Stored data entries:
__________

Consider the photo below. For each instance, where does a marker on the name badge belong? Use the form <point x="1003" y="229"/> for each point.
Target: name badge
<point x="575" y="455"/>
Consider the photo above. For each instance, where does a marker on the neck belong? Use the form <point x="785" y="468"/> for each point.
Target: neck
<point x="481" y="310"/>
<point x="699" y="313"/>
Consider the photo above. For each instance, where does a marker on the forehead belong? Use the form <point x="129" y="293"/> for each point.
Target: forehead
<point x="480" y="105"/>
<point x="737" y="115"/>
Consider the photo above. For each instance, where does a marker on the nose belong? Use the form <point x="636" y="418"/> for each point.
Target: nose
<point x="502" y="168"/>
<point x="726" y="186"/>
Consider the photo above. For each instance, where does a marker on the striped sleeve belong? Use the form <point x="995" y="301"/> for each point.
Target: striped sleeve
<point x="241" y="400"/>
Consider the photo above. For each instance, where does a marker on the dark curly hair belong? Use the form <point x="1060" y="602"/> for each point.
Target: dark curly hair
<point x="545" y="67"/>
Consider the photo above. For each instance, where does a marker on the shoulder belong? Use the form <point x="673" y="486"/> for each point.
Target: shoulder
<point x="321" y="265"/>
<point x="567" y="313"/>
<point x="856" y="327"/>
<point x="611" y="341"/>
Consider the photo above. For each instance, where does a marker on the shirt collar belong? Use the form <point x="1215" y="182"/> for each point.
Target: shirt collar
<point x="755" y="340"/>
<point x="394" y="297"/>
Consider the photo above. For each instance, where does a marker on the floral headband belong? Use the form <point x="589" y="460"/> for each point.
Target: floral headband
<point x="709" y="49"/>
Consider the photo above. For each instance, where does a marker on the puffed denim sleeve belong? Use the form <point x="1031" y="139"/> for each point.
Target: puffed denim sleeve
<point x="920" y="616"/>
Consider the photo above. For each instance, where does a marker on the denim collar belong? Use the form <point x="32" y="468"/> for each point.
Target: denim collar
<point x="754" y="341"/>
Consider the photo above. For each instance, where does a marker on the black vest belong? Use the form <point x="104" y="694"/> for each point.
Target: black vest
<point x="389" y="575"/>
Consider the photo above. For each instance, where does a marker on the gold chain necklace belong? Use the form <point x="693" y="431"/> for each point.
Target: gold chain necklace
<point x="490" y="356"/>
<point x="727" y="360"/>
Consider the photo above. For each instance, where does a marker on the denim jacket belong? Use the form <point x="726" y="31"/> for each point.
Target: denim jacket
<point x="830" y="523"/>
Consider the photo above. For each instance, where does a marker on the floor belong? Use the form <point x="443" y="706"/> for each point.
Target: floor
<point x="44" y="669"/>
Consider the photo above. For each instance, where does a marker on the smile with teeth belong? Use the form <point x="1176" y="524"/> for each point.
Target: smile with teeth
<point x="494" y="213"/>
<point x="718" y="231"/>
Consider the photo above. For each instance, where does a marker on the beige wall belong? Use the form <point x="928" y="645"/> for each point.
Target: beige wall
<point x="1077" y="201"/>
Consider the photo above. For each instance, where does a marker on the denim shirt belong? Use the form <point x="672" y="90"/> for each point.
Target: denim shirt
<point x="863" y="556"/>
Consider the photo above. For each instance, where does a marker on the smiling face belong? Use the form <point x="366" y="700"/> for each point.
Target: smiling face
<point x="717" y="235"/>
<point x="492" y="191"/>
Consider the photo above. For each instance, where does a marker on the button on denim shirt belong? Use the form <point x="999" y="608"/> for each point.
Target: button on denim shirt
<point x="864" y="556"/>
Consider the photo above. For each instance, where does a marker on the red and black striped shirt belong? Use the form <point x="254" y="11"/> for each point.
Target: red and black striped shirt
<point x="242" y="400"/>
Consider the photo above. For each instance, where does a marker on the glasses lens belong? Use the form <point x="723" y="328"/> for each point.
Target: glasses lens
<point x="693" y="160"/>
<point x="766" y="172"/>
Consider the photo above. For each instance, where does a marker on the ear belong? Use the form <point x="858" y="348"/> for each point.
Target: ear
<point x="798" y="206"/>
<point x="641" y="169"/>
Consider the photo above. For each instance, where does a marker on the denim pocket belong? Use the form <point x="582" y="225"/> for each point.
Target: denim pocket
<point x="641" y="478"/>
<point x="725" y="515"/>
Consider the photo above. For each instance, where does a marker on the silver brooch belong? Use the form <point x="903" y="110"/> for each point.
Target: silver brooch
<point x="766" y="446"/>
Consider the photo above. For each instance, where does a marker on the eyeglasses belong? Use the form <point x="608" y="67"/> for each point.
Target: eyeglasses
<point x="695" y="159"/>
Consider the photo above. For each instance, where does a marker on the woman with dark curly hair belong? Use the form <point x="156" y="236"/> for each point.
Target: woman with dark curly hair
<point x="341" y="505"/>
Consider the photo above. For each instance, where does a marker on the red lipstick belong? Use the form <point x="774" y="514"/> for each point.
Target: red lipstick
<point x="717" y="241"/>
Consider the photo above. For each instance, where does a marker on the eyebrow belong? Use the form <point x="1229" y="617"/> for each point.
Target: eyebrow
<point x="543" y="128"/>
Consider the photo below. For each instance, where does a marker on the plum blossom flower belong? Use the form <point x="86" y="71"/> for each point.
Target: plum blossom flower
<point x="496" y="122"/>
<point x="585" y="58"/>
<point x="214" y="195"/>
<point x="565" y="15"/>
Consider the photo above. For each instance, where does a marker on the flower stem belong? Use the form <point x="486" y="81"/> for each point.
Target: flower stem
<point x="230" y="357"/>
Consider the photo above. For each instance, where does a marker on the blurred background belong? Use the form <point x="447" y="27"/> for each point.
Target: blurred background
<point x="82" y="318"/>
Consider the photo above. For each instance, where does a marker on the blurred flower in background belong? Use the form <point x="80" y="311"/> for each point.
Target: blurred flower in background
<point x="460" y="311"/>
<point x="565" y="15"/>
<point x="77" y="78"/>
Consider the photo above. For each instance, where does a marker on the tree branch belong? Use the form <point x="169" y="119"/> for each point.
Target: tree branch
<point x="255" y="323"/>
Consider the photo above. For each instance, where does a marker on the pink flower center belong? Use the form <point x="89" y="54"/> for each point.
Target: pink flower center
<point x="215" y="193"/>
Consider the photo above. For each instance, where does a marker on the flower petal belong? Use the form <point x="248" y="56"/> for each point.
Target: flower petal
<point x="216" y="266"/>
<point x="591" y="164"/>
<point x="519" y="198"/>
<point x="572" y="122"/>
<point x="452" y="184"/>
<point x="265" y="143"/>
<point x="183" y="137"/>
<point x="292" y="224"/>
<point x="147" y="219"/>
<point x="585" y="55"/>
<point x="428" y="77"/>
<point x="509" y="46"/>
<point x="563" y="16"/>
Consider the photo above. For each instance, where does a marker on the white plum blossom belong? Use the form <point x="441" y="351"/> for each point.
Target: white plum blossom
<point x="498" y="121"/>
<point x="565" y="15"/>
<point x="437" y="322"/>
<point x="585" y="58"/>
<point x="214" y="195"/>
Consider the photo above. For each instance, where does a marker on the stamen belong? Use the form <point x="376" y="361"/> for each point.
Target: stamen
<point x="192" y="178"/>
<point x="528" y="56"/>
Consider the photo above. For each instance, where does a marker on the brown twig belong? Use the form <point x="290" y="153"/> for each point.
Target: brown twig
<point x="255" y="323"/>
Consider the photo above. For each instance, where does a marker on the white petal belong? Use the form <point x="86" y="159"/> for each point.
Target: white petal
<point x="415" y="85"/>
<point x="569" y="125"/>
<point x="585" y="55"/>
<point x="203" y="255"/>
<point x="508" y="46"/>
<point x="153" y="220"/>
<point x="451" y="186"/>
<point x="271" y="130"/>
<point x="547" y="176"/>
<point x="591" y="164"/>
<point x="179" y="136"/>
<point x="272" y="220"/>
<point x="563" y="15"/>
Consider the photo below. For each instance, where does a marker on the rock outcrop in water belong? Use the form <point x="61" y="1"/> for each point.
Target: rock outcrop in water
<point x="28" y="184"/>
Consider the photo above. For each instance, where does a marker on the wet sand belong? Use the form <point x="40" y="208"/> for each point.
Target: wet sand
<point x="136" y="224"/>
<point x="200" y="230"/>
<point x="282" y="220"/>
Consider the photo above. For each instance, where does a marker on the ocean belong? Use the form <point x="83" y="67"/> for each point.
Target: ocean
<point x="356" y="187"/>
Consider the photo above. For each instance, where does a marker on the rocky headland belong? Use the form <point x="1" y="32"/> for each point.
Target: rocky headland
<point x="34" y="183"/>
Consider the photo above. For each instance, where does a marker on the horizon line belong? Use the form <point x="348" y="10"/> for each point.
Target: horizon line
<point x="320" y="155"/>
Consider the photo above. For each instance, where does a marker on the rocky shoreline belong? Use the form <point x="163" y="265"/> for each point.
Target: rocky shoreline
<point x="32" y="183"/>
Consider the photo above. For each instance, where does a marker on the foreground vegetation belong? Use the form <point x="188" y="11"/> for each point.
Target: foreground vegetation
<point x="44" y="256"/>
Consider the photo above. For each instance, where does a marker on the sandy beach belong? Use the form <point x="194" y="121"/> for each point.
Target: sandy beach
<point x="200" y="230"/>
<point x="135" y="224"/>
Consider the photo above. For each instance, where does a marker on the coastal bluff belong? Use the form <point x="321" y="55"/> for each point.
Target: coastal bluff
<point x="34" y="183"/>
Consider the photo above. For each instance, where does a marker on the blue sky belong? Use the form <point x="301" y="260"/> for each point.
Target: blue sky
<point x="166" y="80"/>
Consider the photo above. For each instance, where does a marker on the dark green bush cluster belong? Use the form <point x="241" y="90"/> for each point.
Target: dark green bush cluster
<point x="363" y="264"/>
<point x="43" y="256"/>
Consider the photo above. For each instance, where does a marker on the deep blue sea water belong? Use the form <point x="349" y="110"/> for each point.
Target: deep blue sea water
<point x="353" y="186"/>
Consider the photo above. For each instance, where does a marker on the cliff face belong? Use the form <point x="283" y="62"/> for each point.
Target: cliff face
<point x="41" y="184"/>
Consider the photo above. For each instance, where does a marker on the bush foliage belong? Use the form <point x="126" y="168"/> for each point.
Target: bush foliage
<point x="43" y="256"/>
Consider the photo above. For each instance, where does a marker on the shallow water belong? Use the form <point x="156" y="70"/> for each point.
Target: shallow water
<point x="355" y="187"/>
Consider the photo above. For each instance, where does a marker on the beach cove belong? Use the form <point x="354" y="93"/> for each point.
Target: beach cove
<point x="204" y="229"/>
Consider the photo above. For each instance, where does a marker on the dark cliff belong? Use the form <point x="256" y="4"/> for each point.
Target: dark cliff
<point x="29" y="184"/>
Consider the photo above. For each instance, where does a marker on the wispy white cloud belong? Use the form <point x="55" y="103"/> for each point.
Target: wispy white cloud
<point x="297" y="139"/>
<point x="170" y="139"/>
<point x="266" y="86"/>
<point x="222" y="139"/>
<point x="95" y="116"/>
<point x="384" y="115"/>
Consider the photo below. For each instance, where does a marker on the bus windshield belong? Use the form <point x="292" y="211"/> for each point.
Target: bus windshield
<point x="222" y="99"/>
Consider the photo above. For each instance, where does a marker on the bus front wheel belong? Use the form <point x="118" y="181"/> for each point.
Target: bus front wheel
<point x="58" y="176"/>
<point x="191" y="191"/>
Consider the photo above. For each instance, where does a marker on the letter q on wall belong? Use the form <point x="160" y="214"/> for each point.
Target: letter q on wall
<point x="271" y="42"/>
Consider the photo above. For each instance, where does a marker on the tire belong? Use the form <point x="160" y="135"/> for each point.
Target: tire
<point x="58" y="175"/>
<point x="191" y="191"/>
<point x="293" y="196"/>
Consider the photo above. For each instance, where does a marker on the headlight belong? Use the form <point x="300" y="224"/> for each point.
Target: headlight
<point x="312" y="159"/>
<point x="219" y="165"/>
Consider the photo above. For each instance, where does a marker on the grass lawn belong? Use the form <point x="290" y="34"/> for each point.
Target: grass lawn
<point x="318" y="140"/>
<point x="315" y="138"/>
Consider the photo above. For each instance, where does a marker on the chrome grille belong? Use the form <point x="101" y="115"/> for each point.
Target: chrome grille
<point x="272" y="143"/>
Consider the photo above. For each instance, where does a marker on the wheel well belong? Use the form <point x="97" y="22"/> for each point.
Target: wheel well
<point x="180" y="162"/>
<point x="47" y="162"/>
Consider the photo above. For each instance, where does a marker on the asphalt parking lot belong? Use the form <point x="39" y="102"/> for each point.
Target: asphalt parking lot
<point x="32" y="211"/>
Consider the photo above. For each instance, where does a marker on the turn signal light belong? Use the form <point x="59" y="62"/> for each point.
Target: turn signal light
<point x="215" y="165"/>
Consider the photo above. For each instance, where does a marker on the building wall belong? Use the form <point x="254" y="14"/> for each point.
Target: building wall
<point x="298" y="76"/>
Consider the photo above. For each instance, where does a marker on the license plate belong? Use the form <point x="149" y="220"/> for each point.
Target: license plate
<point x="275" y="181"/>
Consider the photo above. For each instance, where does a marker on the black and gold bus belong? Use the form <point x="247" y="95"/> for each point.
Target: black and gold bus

__________

_What you are asked to do:_ The answer must contain only the lines from the one with "the black and" to the end of the entries above, each written out exactly.

_Solution for this problem:_
Consider the photo above. For each instance, where does a marker on the black and gold bus belong? Use the form <point x="247" y="95"/> for each point.
Target: black and gold bus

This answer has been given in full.